• [Records for the task]:
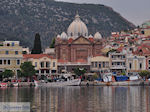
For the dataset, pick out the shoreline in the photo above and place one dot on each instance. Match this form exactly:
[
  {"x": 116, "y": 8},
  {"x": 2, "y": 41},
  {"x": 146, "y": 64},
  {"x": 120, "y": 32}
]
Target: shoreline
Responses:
[{"x": 87, "y": 83}]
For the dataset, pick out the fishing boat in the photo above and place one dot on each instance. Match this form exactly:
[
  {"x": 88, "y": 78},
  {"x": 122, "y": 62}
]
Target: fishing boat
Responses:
[
  {"x": 73, "y": 82},
  {"x": 121, "y": 81}
]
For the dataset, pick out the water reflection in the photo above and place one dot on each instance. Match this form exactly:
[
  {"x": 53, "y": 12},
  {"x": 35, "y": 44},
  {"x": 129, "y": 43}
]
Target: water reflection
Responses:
[{"x": 81, "y": 99}]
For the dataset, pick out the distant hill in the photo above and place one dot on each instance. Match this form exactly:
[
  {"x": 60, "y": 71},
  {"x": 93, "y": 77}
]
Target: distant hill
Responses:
[{"x": 21, "y": 19}]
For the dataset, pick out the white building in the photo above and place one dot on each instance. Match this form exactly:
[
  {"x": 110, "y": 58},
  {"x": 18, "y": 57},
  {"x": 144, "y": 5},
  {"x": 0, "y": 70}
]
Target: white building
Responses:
[
  {"x": 117, "y": 62},
  {"x": 136, "y": 63}
]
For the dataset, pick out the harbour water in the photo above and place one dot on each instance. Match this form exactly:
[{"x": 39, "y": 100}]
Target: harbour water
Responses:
[{"x": 81, "y": 99}]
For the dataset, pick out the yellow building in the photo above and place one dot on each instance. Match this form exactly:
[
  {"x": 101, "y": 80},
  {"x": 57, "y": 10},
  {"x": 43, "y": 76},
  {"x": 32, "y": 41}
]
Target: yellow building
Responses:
[
  {"x": 10, "y": 56},
  {"x": 100, "y": 64},
  {"x": 44, "y": 64}
]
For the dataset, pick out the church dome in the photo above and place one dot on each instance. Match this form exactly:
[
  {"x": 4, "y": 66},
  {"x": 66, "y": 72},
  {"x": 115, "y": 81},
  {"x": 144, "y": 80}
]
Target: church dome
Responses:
[
  {"x": 64, "y": 36},
  {"x": 97, "y": 36},
  {"x": 77, "y": 28}
]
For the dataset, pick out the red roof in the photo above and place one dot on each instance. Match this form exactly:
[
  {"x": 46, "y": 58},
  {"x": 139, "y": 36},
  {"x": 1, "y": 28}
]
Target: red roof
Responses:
[
  {"x": 62, "y": 61},
  {"x": 36, "y": 56},
  {"x": 81, "y": 61}
]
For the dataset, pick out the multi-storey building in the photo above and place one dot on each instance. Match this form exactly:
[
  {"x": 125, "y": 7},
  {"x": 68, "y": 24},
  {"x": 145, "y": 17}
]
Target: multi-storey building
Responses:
[
  {"x": 100, "y": 64},
  {"x": 117, "y": 62},
  {"x": 135, "y": 63},
  {"x": 44, "y": 64},
  {"x": 10, "y": 56}
]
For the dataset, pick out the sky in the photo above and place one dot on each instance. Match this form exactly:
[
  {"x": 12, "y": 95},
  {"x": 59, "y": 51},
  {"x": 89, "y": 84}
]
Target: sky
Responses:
[{"x": 135, "y": 11}]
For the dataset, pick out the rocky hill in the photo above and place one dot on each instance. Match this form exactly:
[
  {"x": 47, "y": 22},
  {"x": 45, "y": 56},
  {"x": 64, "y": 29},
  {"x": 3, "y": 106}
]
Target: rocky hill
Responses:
[{"x": 21, "y": 19}]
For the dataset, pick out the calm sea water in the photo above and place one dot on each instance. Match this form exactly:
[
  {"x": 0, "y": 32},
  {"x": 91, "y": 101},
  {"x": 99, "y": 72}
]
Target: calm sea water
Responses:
[{"x": 81, "y": 99}]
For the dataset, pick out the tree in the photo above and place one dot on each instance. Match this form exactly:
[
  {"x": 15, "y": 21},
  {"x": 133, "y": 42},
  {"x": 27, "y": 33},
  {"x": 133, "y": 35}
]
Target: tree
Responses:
[
  {"x": 52, "y": 43},
  {"x": 95, "y": 76},
  {"x": 27, "y": 69},
  {"x": 145, "y": 73},
  {"x": 37, "y": 49},
  {"x": 110, "y": 51},
  {"x": 7, "y": 73},
  {"x": 79, "y": 71}
]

• [Prompt]:
Recast every line of the listing above as a Markdown table with the columns "Row" and "Line", numbering the rows and leaving out blank lines. Omit any picture from the table.

• [Problem solution]:
| Row | Line |
|---|---|
| 1 | For the dataset, pick out the shoreline in the photo above and place one dot on each instance. Match this form exactly: |
| 2 | [ |
| 3 |   {"x": 116, "y": 8}, |
| 4 |   {"x": 2, "y": 41}, |
| 5 |   {"x": 146, "y": 64}, |
| 6 |   {"x": 120, "y": 32} |
| 7 | ] |
| 8 | Target: shoreline |
| 9 | Responses: |
| 10 | [{"x": 87, "y": 83}] |
| 11 | For the dataset, pick out the fishing boat in the photo above and place one dot on each instance. Match this form exactly: |
| 12 | [ |
| 13 |   {"x": 88, "y": 78}, |
| 14 |   {"x": 122, "y": 62} |
| 15 | ] |
| 16 | Target: fishing boat |
| 17 | Responses: |
| 18 | [ |
| 19 |   {"x": 73, "y": 82}, |
| 20 |   {"x": 121, "y": 81} |
| 21 | ] |
| 22 | For the dataset, pick out the water reflection in the photo above and place one dot on each instance. Match this form exactly: |
| 23 | [ |
| 24 |   {"x": 53, "y": 12}, |
| 25 |   {"x": 35, "y": 44}, |
| 26 |   {"x": 129, "y": 43} |
| 27 | ] |
| 28 | Target: water reflection |
| 29 | Responses: |
| 30 | [{"x": 81, "y": 99}] |
| 31 | For the dataset, pick out the distant hill in the photo above and place one dot on each instance. Match this form exactly: |
| 32 | [ |
| 33 |   {"x": 60, "y": 71}, |
| 34 |   {"x": 93, "y": 77} |
| 35 | ] |
| 36 | Target: distant hill |
| 37 | Responses: |
| 38 | [{"x": 21, "y": 19}] |
| 39 | For the dataset, pick out the white building in the photo above and place one dot on each instance. Match this form exactly: |
| 40 | [ |
| 41 |   {"x": 110, "y": 58}, |
| 42 |   {"x": 18, "y": 57}, |
| 43 |   {"x": 144, "y": 5}, |
| 44 |   {"x": 0, "y": 70} |
| 45 | ] |
| 46 | Target: white building |
| 47 | Responses: |
| 48 | [ |
| 49 |   {"x": 117, "y": 62}, |
| 50 |   {"x": 136, "y": 63} |
| 51 | ] |
| 52 | For the dataset, pick out the harbour water in the photo above and place one dot on each instance. Match this form exactly: |
| 53 | [{"x": 39, "y": 100}] |
| 54 | Target: harbour water |
| 55 | Responses: |
| 56 | [{"x": 81, "y": 99}] |
| 57 | For the dataset, pick out the yellow building in the photo above and place one dot on each instance. Match this form exactly: |
| 58 | [ |
| 59 |   {"x": 101, "y": 80}, |
| 60 |   {"x": 57, "y": 10}, |
| 61 |   {"x": 43, "y": 76}, |
| 62 |   {"x": 32, "y": 41} |
| 63 | ] |
| 64 | Target: yellow building |
| 65 | Responses: |
| 66 | [ |
| 67 |   {"x": 10, "y": 56}, |
| 68 |   {"x": 100, "y": 64}, |
| 69 |   {"x": 44, "y": 64} |
| 70 | ] |
| 71 | For the dataset, pick out the church dome in the photo above and place one dot on each instance. Match this form exactly: |
| 72 | [ |
| 73 |   {"x": 4, "y": 66}, |
| 74 |   {"x": 66, "y": 72}, |
| 75 |   {"x": 115, "y": 81}, |
| 76 |   {"x": 144, "y": 80} |
| 77 | ] |
| 78 | Target: church dome |
| 79 | Responses: |
| 80 | [ |
| 81 |   {"x": 64, "y": 36}, |
| 82 |   {"x": 97, "y": 36}, |
| 83 |   {"x": 77, "y": 28} |
| 84 | ] |
| 85 | For the dataset, pick out the red roof in the photo above and place one dot on each instance. Match this form exactly: |
| 86 | [ |
| 87 |   {"x": 46, "y": 58}, |
| 88 |   {"x": 139, "y": 36}, |
| 89 |   {"x": 1, "y": 28} |
| 90 | ] |
| 91 | Target: red roof |
| 92 | Responses: |
| 93 | [ |
| 94 |   {"x": 62, "y": 61}, |
| 95 |   {"x": 36, "y": 56}, |
| 96 |   {"x": 81, "y": 61} |
| 97 | ] |
| 98 | For the dataset, pick out the multi-storey building in the photo above and place one dot on each instance. Match this form exactly: |
| 99 | [ |
| 100 |   {"x": 125, "y": 7}, |
| 101 |   {"x": 68, "y": 24}, |
| 102 |   {"x": 145, "y": 17} |
| 103 | ] |
| 104 | Target: multi-storey building |
| 105 | Responses: |
| 106 | [ |
| 107 |   {"x": 100, "y": 64}, |
| 108 |   {"x": 117, "y": 62}, |
| 109 |   {"x": 135, "y": 63}, |
| 110 |   {"x": 44, "y": 64}, |
| 111 |   {"x": 10, "y": 56} |
| 112 | ] |
| 113 | For the dataset, pick out the sky in the photo above and place one dot on each instance. Match this form exactly: |
| 114 | [ |
| 115 |   {"x": 12, "y": 95}, |
| 116 |   {"x": 59, "y": 51}, |
| 117 |   {"x": 89, "y": 84} |
| 118 | ] |
| 119 | Target: sky |
| 120 | Responses: |
| 121 | [{"x": 135, "y": 11}] |
| 122 | For the dataset, pick out the rocky hill in the photo above and place one dot on each instance. Match this form exactly: |
| 123 | [ |
| 124 |   {"x": 47, "y": 22}, |
| 125 |   {"x": 45, "y": 56}, |
| 126 |   {"x": 64, "y": 29}, |
| 127 |   {"x": 3, "y": 106} |
| 128 | ] |
| 129 | Target: rocky hill |
| 130 | Responses: |
| 131 | [{"x": 21, "y": 19}] |
| 132 | For the dataset, pick out the calm sea water in the photo above and place one dot on each instance. Match this form exactly: |
| 133 | [ |
| 134 |   {"x": 0, "y": 32}, |
| 135 |   {"x": 91, "y": 101}, |
| 136 |   {"x": 99, "y": 72} |
| 137 | ] |
| 138 | Target: calm sea water |
| 139 | Responses: |
| 140 | [{"x": 81, "y": 99}] |
| 141 | For the dataset, pick out the tree in the photo above and place one dot on each instance. Match this form exactly: |
| 142 | [ |
| 143 |   {"x": 15, "y": 21}, |
| 144 |   {"x": 133, "y": 42}, |
| 145 |   {"x": 27, "y": 33}, |
| 146 |   {"x": 133, "y": 35} |
| 147 | ] |
| 148 | Target: tree |
| 149 | Responses: |
| 150 | [ |
| 151 |   {"x": 52, "y": 43}, |
| 152 |   {"x": 95, "y": 76}, |
| 153 |   {"x": 27, "y": 69}, |
| 154 |   {"x": 145, "y": 73}, |
| 155 |   {"x": 37, "y": 49}, |
| 156 |   {"x": 110, "y": 51}, |
| 157 |   {"x": 7, "y": 73}, |
| 158 |   {"x": 79, "y": 71} |
| 159 | ] |